Retype the records below exactly as they appear.
── Input data
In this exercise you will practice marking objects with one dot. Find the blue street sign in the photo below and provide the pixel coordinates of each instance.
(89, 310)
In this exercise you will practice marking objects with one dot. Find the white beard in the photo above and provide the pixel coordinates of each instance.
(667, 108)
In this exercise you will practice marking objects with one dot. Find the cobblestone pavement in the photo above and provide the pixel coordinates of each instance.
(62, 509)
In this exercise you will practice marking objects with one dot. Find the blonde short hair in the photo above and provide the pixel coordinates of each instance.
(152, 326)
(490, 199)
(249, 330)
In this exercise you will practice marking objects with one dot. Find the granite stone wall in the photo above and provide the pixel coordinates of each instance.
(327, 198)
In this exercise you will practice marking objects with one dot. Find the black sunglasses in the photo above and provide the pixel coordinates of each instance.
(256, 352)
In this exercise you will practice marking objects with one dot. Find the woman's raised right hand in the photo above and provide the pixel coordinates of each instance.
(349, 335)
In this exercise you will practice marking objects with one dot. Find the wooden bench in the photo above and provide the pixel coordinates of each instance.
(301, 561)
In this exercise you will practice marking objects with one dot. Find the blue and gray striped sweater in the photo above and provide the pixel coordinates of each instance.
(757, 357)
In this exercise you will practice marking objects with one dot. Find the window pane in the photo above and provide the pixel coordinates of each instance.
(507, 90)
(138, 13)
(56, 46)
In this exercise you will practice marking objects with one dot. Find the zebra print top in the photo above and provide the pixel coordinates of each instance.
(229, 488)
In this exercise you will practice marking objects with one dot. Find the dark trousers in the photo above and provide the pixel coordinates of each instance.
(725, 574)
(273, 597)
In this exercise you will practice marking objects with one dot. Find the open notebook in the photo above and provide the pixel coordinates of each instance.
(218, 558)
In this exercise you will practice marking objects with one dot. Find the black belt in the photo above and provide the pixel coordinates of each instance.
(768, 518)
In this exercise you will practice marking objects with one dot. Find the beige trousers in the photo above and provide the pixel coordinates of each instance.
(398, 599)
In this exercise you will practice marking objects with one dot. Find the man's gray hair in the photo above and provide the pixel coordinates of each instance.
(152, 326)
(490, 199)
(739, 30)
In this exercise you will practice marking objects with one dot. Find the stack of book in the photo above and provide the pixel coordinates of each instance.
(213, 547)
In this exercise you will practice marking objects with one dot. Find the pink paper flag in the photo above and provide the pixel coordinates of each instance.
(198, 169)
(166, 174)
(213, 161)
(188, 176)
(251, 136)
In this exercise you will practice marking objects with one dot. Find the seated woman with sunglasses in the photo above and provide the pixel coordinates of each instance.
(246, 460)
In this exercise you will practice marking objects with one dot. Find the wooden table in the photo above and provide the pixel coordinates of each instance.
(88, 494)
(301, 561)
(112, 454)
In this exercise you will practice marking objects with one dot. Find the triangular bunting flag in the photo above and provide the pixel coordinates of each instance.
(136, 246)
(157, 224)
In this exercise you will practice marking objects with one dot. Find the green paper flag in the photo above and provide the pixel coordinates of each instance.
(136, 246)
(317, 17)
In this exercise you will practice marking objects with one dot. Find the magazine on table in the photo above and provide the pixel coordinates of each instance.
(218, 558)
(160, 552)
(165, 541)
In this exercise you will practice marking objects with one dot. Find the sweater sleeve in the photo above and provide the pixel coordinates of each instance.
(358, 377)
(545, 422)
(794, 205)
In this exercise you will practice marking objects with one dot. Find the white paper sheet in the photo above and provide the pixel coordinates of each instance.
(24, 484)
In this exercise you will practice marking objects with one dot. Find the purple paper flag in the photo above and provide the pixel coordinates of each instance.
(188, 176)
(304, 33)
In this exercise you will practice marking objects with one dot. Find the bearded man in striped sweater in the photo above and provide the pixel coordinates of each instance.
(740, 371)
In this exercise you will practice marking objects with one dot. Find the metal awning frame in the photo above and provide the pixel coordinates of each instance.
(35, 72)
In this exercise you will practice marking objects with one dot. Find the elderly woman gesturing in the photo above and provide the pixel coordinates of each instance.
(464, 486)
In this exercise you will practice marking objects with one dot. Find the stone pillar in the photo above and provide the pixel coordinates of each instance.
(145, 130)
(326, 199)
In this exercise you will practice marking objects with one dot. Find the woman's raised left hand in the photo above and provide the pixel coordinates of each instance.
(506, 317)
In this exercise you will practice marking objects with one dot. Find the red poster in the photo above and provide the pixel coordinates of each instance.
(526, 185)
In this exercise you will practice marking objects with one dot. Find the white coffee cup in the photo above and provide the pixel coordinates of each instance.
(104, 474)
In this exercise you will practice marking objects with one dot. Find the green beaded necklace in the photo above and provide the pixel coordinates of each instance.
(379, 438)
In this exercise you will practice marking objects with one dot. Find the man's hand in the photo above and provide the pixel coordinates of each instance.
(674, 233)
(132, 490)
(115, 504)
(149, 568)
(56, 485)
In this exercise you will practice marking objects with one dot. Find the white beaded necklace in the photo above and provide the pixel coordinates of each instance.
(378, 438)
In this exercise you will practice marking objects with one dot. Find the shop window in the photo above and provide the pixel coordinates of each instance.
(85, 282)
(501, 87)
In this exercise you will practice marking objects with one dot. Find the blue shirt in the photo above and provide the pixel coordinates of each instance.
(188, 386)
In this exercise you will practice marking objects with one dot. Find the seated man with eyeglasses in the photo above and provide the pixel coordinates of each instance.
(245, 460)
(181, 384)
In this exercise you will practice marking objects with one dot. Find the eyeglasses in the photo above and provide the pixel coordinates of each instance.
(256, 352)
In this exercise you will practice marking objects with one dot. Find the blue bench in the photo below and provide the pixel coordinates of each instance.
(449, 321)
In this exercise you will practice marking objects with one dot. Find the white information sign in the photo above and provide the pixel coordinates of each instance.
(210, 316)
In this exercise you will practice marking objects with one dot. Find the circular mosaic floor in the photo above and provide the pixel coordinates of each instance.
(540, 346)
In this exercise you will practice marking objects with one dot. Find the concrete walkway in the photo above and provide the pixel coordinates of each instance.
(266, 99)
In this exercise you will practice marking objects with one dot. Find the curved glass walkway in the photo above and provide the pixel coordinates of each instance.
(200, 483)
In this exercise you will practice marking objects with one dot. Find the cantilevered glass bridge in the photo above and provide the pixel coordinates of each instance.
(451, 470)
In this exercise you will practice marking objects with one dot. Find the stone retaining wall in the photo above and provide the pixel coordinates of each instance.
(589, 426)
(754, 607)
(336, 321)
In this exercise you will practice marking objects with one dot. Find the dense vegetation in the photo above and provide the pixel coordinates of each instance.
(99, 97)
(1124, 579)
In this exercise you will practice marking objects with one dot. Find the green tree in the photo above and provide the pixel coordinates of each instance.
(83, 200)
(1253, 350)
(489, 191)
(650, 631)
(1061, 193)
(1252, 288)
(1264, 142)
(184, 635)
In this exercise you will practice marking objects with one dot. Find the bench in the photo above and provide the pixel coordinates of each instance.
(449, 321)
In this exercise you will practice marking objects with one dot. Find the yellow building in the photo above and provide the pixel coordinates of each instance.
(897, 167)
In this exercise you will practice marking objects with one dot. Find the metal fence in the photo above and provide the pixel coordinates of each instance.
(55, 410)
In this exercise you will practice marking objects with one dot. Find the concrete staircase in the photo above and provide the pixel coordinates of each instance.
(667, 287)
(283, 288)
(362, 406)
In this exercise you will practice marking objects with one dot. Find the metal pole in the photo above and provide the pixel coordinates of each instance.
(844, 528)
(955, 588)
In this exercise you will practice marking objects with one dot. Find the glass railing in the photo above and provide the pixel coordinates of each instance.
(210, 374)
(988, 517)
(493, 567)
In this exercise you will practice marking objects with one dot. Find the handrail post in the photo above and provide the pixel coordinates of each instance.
────
● Written solution
In this exercise you will practice marking objects with one dot. Find the blue street sign in the photo below and provide the pixel coordinates of each instance.
(89, 310)
In this exercise you will practice marking objects with one dot. Find the white beard in the photo above and provide the pixel coordinates of each instance.
(667, 108)
In this exercise you will practice marking objects with one dot. Find the cobblestone pavement in the photo above and provide the pixel coordinates of each instance.
(62, 509)
In this exercise you will practice marking objects with one dot. Find the blonde short hair in the photo above and provide the pixel coordinates of each instance.
(152, 326)
(490, 199)
(249, 330)
In this exercise you will practice marking objects with one dot. Find the granite stone wall in the photo above and provide the pixel coordinates of each instance.
(327, 198)
In this exercise you will practice marking objects with one dot. Find the black sunglasses in the photo above and provide the pixel coordinates of each instance.
(256, 352)
In this exercise you will practice marking objects with one dot. Find the woman's raised right hand in the photo above and provide the pixel coordinates of each instance.
(349, 335)
In this exercise you will practice marking objects with one dot. Find the wooden bench in the photo above and provide the pixel coordinates of each instance.
(301, 561)
In this exercise you will practice marking objects with one dot. Find the blue and gray striped sweater in the photo above and provide the pixel coordinates of each instance.
(757, 357)
In this exercise you will practice marking objects with one dot. Find the window pane in the photo above and provide the pixel coordinates of each instance.
(507, 90)
(138, 13)
(56, 46)
In this exercise you will practice marking objects with one dot. Find the zebra print top in the photo above and provide the pixel coordinates of each instance.
(229, 488)
In this exercise you will practice marking objects with one dot. Find the dark trousers in the photo above and provide the pixel coordinates of each instance.
(725, 574)
(273, 597)
In this exercise you will practice marking objects with one dot. Find the open notebook in the photo above and provide the pixel coordinates of each instance.
(218, 558)
In this exercise you will practice marking objects with one dot. Find the black belt in the photo above and provide the pixel coordinates of each instance.
(768, 518)
In this exercise you will practice marking objects with one dot. Find the beige trousers in the photo above and provide the pixel coordinates of each instance.
(398, 599)
In this exercise you will practice marking objects with one dot. Find the man's gray hair in the photo above and provide the pixel coordinates of each instance.
(152, 326)
(490, 199)
(739, 30)
In this exercise you will practice marking objects with one dot. Find the stack of book in the photo above and provide the pixel coordinates of each instance.
(213, 547)
In this exercise you will practice marking objects with one dot. Find the pink paper flag in the photo above and provide the pixel coordinates of each instance.
(198, 169)
(166, 174)
(213, 161)
(188, 176)
(251, 136)
In this exercise you will practice marking objects with one dot. Find the seated woman with sunglasses in the photo above and provide the pixel coordinates of each instance.
(246, 460)
In this exercise you will practice marking objects with one dot. Find the wooden table in the photo above and provide the pixel coordinates of each instance.
(88, 494)
(301, 561)
(112, 454)
In this exercise you will practice marking objects with one dot. Find the triangular bunting flag in the photo above and provide the pixel coordinates of each instance.
(136, 246)
(157, 224)
In this exercise you will practice marking objects with one dot. Find the green paper flag in the photo above and provide the pixel coordinates of each instance.
(136, 246)
(317, 17)
In this exercise you will practice marking objects with one dot. Find the magazine on table in the photo above and provide the pixel coordinates of each instance.
(218, 558)
(160, 552)
(165, 541)
In this exercise you will practice marking objects with one dot. Find the sweater sleeve in the photo above and provide the pixel coordinates of each instance.
(358, 377)
(545, 422)
(794, 205)
In this exercise you will practice marking objects with one dot. Find the white paper sheet in the photo above and provide the pixel coordinates of each instance.
(24, 484)
In this exercise you will practice marking objects with one dot. Find the purple paper flag in the photo above and provide the pixel coordinates of each instance.
(188, 176)
(304, 33)
In this exercise you will practice marking objects with one dot. Find the bearded man in striped sweater in the photo above and provide the pixel coordinates of each instance.
(740, 371)
In this exercise you will practice marking objects with one dot. Find the metal awning frame in the photo above and provide the pixel coordinates of each instance.
(35, 72)
In this exercise you will practice marking objects with one dot. Find the elderly woman gesturing in the photo above and provide the pixel coordinates of each instance.
(464, 486)
In this exercise you will practice marking objects with one dot. Find the stone pillar in the photo above and provide the pixel coordinates of each instance.
(145, 130)
(326, 199)
In this exercise you will practice marking objects with one dot. Find the woman's raised left hand in the photo above and provide the pixel coordinates of each instance.
(506, 317)
In this exercise you will practice marking objects with one dot. Find the red poster in the photo above and provide the pixel coordinates of each instance.
(526, 185)
In this exercise you will practice marking objects with one dot. Find the white coffee cup in the photo above and provide the pixel coordinates of each instance.
(104, 474)
In this exercise you will practice marking objects with one dot. Find the green beaded necklace in the photo above and provide the pixel coordinates of each instance.
(379, 438)
In this exercise you will practice marking objects with one dot. Find the man's hand in the photo above and provide the pixel coordinates of each instance.
(674, 233)
(132, 490)
(115, 504)
(149, 568)
(56, 485)
In this exercise you will practice marking objects with one dot. Find the white beaded necklace in the photo above and provide the pixel coordinates of each instance.
(378, 438)
In this exercise you will practice marking objects with one dot. Find the shop window in the photo above and provide the pixel coordinates of each instance.
(85, 282)
(501, 87)
In this exercise you will practice marking objects with one dot. Find the blue shirt in the photo above and provide the pixel coordinates of each instance.
(188, 386)
In this exercise you will practice marking objects with one dot. Find the seated man with eyeglasses in the photo above and provide the pixel coordinates of each instance.
(245, 460)
(181, 384)
In this exercise you will practice marking objects with one dot. Find the eyeglasses in the photo above and provide the pixel coordinates of each instance.
(256, 352)
In this exercise you will practice marking objects with one dot. Find the blue bench in the photo below and provide the pixel coordinates of each instance.
(449, 321)
In this exercise you will practice marking objects with one dot. Find the white information sign in the photo above and provide the pixel coordinates of each instance.
(210, 316)
In this exercise you will practice marking objects with one dot. Find the circular mosaic floor in the photo above and provide the pixel coordinates of each instance.
(540, 346)
In this exercise you will practice marking objects with one dot. Find the concrete walkway in the photo above and provide the pixel coordinates of each instance.
(266, 99)
In this exercise you will practice marking objects with one dot. Find the curved glass walkway in the photo above and provide the pixel coordinates of each instance.
(200, 483)
In this exercise you will practice marking objects with one dot. Find the cantilevered glass bridge in the photo above and provide the pixel coordinates of each instance.
(451, 470)
In this exercise you will practice marking objects with one dot. Find the stone retaining wall in the photo above and provide the pixel coordinates of each instance.
(589, 426)
(754, 607)
(336, 321)
In this exercise you will practice marking objects with one dot. Find the dense vegetation in the photo above and provide the pixel coordinates of each instance.
(99, 97)
(1124, 579)
In this exercise you will practice marking objects with one dot. Find the green tree in the photo above and provide the pixel coordinates of each instance.
(83, 200)
(1253, 350)
(489, 191)
(650, 631)
(1061, 193)
(1252, 288)
(1264, 142)
(184, 635)
In this exercise you will practice marking objects with one dot. Find the bench in the photo above and provide the pixel coordinates of each instance.
(449, 321)
In this exercise you will practice marking objects with one dot. Find the yellow building in the photo above and provide the pixel coordinates of each instance.
(897, 167)
In this exercise you will practice marking objects with one dot. Find the metal fence in the photo above and provide the pixel coordinates of each instance.
(55, 410)
In this exercise you will practice marking objects with one dot. Find the concrete staircase in the photo above and provide the pixel coordinates of each instance.
(667, 287)
(283, 288)
(362, 406)
In this exercise you will practice marking objects with one dot. Find the metal pole in the photo above and provide the pixel coordinates of each instance.
(844, 528)
(955, 588)
In this exercise you will practice marking objects with one dot. Find the glass railing in the photo above and provide the pixel coordinates of each instance.
(210, 374)
(988, 517)
(493, 567)
In this exercise you will practice marking objects with one dot. Find the handrail post in the photo above and provide the pixel coordinates of each instance.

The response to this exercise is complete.